Task item: The data below should be transcribed in full, with no picture included.
══ Data provided
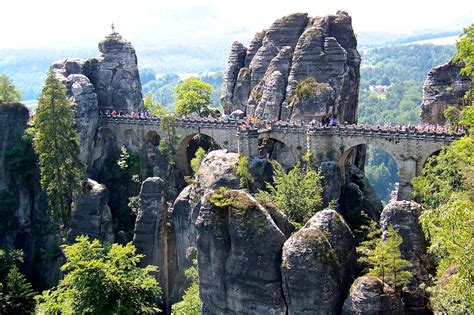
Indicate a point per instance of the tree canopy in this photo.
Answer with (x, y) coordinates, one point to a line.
(102, 279)
(297, 193)
(57, 146)
(193, 96)
(8, 92)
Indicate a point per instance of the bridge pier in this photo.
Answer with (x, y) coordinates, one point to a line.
(407, 170)
(248, 143)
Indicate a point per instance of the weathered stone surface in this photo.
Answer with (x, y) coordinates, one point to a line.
(331, 181)
(358, 195)
(324, 48)
(270, 92)
(239, 253)
(403, 216)
(15, 206)
(339, 236)
(151, 231)
(444, 87)
(312, 278)
(235, 63)
(115, 75)
(90, 213)
(217, 170)
(368, 296)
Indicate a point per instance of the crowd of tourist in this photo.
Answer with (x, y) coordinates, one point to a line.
(253, 123)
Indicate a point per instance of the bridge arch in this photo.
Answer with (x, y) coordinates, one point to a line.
(381, 168)
(188, 146)
(274, 148)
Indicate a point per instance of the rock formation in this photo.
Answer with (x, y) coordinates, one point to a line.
(316, 265)
(239, 253)
(91, 214)
(369, 295)
(264, 77)
(444, 87)
(108, 82)
(403, 216)
(151, 232)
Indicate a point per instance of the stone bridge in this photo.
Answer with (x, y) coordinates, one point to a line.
(288, 142)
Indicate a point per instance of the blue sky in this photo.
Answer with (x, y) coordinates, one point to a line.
(56, 23)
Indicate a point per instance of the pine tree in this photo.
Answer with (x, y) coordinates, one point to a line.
(57, 147)
(19, 294)
(384, 257)
(8, 92)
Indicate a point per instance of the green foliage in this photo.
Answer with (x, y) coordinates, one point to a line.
(297, 194)
(242, 170)
(465, 50)
(19, 294)
(196, 161)
(221, 198)
(446, 189)
(191, 303)
(193, 96)
(102, 279)
(16, 293)
(57, 146)
(384, 257)
(8, 92)
(21, 157)
(169, 142)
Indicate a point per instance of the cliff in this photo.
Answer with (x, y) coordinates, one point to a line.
(300, 68)
(444, 87)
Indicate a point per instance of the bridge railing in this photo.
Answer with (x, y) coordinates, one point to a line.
(280, 126)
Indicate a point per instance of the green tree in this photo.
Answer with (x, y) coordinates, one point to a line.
(19, 294)
(102, 279)
(242, 170)
(193, 96)
(296, 193)
(384, 257)
(465, 50)
(8, 92)
(57, 146)
(191, 303)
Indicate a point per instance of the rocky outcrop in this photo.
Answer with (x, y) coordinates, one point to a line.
(323, 48)
(239, 253)
(444, 87)
(15, 208)
(151, 231)
(369, 295)
(357, 195)
(115, 75)
(317, 264)
(90, 213)
(403, 216)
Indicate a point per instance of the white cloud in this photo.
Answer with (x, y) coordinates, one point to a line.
(36, 24)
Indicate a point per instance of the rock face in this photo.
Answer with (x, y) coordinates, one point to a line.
(15, 215)
(108, 82)
(264, 77)
(444, 87)
(90, 213)
(367, 296)
(316, 265)
(403, 216)
(151, 231)
(239, 254)
(115, 75)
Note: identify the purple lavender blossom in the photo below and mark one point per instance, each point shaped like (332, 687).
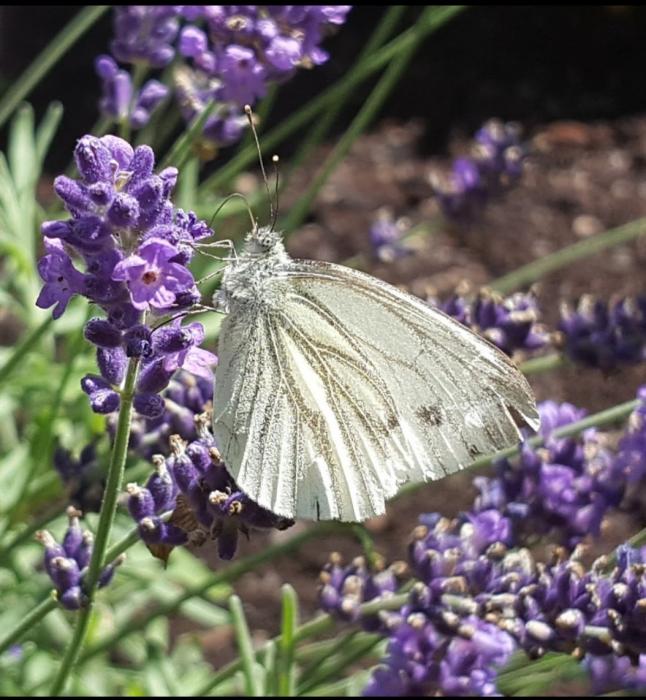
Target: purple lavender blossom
(118, 100)
(82, 477)
(385, 237)
(494, 164)
(186, 396)
(134, 248)
(153, 279)
(231, 58)
(145, 34)
(562, 489)
(604, 335)
(476, 601)
(67, 563)
(206, 502)
(345, 588)
(512, 324)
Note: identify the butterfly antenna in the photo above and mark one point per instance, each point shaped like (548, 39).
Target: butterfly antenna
(226, 200)
(275, 160)
(249, 112)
════
Your response:
Indicate a point per instance of the tree canopy in this photo.
Answer with (x, y) coordinates, one point to a line.
(102, 279)
(297, 193)
(57, 146)
(193, 96)
(8, 92)
Indicate a point per instance of the bridge pier in this photo.
Answer with (x, y) coordinates, one point to a line.
(407, 170)
(248, 143)
Indicate a point per instance of the weathered stone surface in this photo.
Answer with (x, y) coordinates, one point to a line.
(331, 181)
(358, 195)
(324, 48)
(270, 92)
(239, 253)
(403, 216)
(15, 206)
(339, 236)
(151, 231)
(444, 87)
(312, 278)
(235, 63)
(115, 75)
(90, 213)
(217, 170)
(368, 296)
Indicate a point per instance of the crowd of tourist in this photo.
Answer with (x, y) coordinates, one point to a line.
(253, 123)
Indicate a point per instance of the bridge arch in this photo.
Answer with (x, y) coordinates, one point to a line.
(381, 168)
(188, 146)
(274, 148)
Indicate a point per instance of the rock formation in this photo.
Answer with (x, y) coordinates, one point to a line.
(316, 265)
(239, 253)
(91, 214)
(369, 295)
(264, 77)
(444, 87)
(108, 82)
(403, 216)
(151, 232)
Indicate a point per instance of the stone bridge in this photo.
Answer with (x, y) coordinates, one point to a line.
(288, 142)
Indicate a point per instance of the blue sky in this photo.
Answer with (x, y) coordinates, one point to a line.
(56, 23)
Indicate a point per instance of the pine tree in this photo.
Answer with (x, y) coordinates, one point to a line.
(57, 147)
(19, 294)
(384, 257)
(8, 92)
Indicate a point per instance of the green foliage in this photo.
Answer with (x, y) coordinates, one point to a line.
(297, 194)
(242, 170)
(465, 50)
(19, 294)
(196, 161)
(221, 198)
(446, 189)
(191, 303)
(193, 96)
(102, 279)
(16, 293)
(57, 146)
(384, 257)
(8, 92)
(21, 157)
(169, 142)
Indicate a point per instance of the cliff in this photo.
Answer with (x, y) coordinates, one point to a line.
(300, 68)
(444, 87)
Indicate a point per instance of the bridge railing in this photo.
Answer with (x, y) coordinates, one point to a line.
(280, 126)
Indicate a point per instance of the green tree in this photo.
Answer with (x, y) coordinates, one point to a line.
(19, 294)
(102, 279)
(242, 170)
(193, 96)
(296, 193)
(384, 257)
(465, 50)
(8, 92)
(57, 146)
(191, 303)
Indicate a point per instance of the rocky outcrop in this photo.
Answer with (x, y) coordinates, one point to a line.
(323, 48)
(239, 253)
(444, 87)
(15, 208)
(151, 231)
(369, 295)
(357, 195)
(115, 75)
(317, 264)
(90, 213)
(403, 216)
Indicate a point per instance of the white cloud in this photo.
Answer with (x, y) coordinates, one point to a line.
(36, 24)
Indicate a point per instance of the rock face in this photo.
Answer with (x, y) coordinates, one point to a line.
(15, 215)
(108, 82)
(264, 77)
(444, 87)
(90, 213)
(367, 296)
(316, 265)
(403, 216)
(151, 231)
(239, 254)
(115, 75)
Note: identify the purple lavender blossom in the photo below and mark one point per instance, each point shaped like (332, 687).
Target: purple lavender blossom
(118, 100)
(82, 477)
(385, 237)
(494, 164)
(186, 396)
(134, 248)
(153, 279)
(231, 58)
(145, 34)
(562, 489)
(604, 335)
(476, 601)
(67, 563)
(206, 502)
(345, 588)
(512, 324)
Note: identify the butterfly antenna in the photo above and mark one point per instance, each point shaped like (548, 39).
Target: butterfly antenna
(226, 200)
(275, 160)
(249, 112)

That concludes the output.